§ Yapacaklarınız
- A) Manevi tazminat kararında "Uyuşmazlık: Davalı tarafından" sözlerinden başlayıp "kararına karşı direnilmiştir." sözlerine kadar uzanan bölümün tamamını aynen alıntılayın.
- B) Lütfen manevi tazminat kararına göre şu soruları cevaplayın:
(i) Davacı kaç TL manevi tazminat talep etmiştir?
(ii) Mahkemenin kararını hangi daire bozmuştur?
(iii) Direnme kararını kim temyiz etmiştir?
- C) Aşağıdaki ifadelerin manevi tazminat kararıyla uyuşup uyuşmadığını belirtin. Her biri için evet ya da hayır deyin ve karardaki belirleyici sözleri aynen aktarın.
(i) Direnme kararı onanmıştır.
(ii) Davanın kabulüne ilişkin karar davacı vekili tarafından temyiz edilmiştir.
(iii) Davacı, davalı aleyhine açılan boşanma davasında tanıklık yapmıştır.

§ Kaynak Belge
★ ★ ★
Logo

Hukuk Genel Kurulu2017/1454 E. 2021/1652 K.

Yapay Zeka Özeti

Uyuşmazlık: Davalı tarafından davacıya yönelik hakaret ve basit yaralama fiilleri nedeniyle hükmedilen manevi tazminat miktarının fazla olup olmadığı.

Gerekçe ve Sonuç: Olayın tarihi, davalının eylemlerinin niteliği, tarafların sosyal ve ekonomik durumları ile manevi tazminatın amacı gözetilerek, hükmedilen manevi tazminat miktarının fazla olmadığı ve direnme kararının yerinde olduğu gerekçesiyle, direnme kararı onanmıştır.

Karar Metni

"İçtihat Metni"

MAHKEMESİ :Sulh Hukuk Mahkemesi

1. Taraflar arasındaki “manevi tazminat” davasından dolayı yapılan yargılama sonunda, Torbalı Sulh Hukuk Mahkemesince verilen davanın kabulüne ilişkin karar davalı vekili tarafından temyiz edilmesi üzerine Yargıtay 4. Hukuk Dairesince yapılan inceleme sonunda bozulmuş, Mahkemece Özel Daire bozma kararına karşı direnilmiştir.

2. Direnme kararı davalı vekili tarafından temyiz edilmiştir.

3. Hukuk Genel Kurulunca dosyadaki belgeler incelendikten sonra gereği görüşüldü:

I. YARGILAMA SÜRECİ

Davacı İstemi:

4. Davacı vekili dava dilekçesinde; davalı aleyhine eşi tarafından açılan boşanma davasında müvekkilinin tanıklık yaptığını, davalının olay günü müvekkilinin önünü keserek tanık olarak verdiği ifadesini geri alması için zorladığını, herkesin içinde müvekkilini darp ettiğini ve "Paçavra, orospu" diyerek hakaretlerde bulunduğunu, müvekkilinin uzun süre kendisine gelemediğini, hakaret ve saldırının etkisiyle bunalıma girdiğini, saldırı ve hakaretin yaşandığı caddeden geçemez olduğunu, "Sen kaç paralık kadınsın benim karşımda söz söyleyecek. Açlıktan nefesin kokuyor..." sözleriyle de müvekkilini aşağılamaya çalıştığını, Torbalı Sulh Ceza Mahkemesinin 13.10.2009 tarihli ve 2009/303 E., 2009/1091 K. sayılı dosyası ile davalının cezalandırılmasına karar verildiğini ileri sürerek 6000TL manevi tazminatın tahsiline karar verilmesini talep etmiştir.
★ ★ ★
§ Ham Veri
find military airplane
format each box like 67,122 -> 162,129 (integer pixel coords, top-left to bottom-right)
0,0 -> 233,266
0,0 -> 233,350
★ ★ ★
§ Görevlere Göre Cevaplar
- A)
Uyuşmazlık: Davalı tarafından davacıya yönelik hakaret ve basit yaralama fiilleri nedeniyle hükmedilen manevi tazminat miktarının fazla olup olmadığı.

Gerekçe ve Sonuç: Olayın tarihi, davalının eylemlerinin niteliği, tarafların sosyal ve ekonomik durumları ile manevi tazminatın amacı gözetilerek, hükmedilen manevi tazminat miktarının fazla olmadığı ve direnme kararının yerinde olduğu gerekçesiyle, direnme kararı onanmıştır.

Karar Metni

"İçtihat Metni"

MAHKEMESİ :Sulh Hukuk Mahkemesi

1. Taraflar arasındaki “manevi tazminat” davasından dolayı yapılan yargılama sonunda, Torbalı Sulh Hukuk Mahkemesince verilen davanın kabulüne ilişkin karar davalı vekili tarafından temyiz edilmesi üzerine Yargıtay 4. Hukuk Dairesince yapılan inceleme sonunda bozulmuş, Mahkemece Özel Daire bozma kararına karşı direnilmiştir.

- B)
(i) 6000 TL
(ii) Yargıtay 4. Hukuk Dairesi
(iii) Davalı vekili

- C)
(i) Evet: "direnme kararı onanmıştır"
(ii) Hayır: "davalı vekili tarafından temyiz edilmesi üzerine"
(iii) Evet: "davalı aleyhine eşi tarafından açılan boşanma davasında müvekkilinin tanıklık yaptığını"